Begin Material for the task

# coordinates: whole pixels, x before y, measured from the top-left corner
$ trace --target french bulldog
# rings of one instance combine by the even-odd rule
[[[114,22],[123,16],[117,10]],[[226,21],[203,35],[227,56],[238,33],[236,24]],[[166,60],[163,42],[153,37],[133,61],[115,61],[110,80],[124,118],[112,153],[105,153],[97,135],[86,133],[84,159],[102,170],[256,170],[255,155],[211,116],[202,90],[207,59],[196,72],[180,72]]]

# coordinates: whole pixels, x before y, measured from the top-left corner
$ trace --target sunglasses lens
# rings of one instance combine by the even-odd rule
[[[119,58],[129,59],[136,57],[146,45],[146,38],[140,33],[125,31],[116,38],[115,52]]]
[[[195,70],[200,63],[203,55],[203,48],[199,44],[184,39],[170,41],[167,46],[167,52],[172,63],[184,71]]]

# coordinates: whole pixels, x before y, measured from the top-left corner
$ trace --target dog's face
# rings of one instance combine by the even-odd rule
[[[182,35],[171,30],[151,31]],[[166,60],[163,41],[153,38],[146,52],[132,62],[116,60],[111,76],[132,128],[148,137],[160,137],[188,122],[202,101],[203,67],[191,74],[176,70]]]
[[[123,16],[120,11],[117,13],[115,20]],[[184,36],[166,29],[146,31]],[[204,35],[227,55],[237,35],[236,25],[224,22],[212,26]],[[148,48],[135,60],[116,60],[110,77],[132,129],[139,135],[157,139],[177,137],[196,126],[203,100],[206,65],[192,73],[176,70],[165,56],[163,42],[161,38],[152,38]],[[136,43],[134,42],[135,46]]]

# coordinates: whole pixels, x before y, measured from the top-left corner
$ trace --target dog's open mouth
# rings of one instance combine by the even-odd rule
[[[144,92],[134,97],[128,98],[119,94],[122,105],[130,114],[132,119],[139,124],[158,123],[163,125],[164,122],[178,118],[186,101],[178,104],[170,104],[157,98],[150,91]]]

End Material for the task

Exercise task: Please show each line of the data that contains the word "target".

Written response:
$ trace --target french bulldog
$ trace --target sunglasses lens
$ trace --target dog's face
$ trace --target dog's open mouth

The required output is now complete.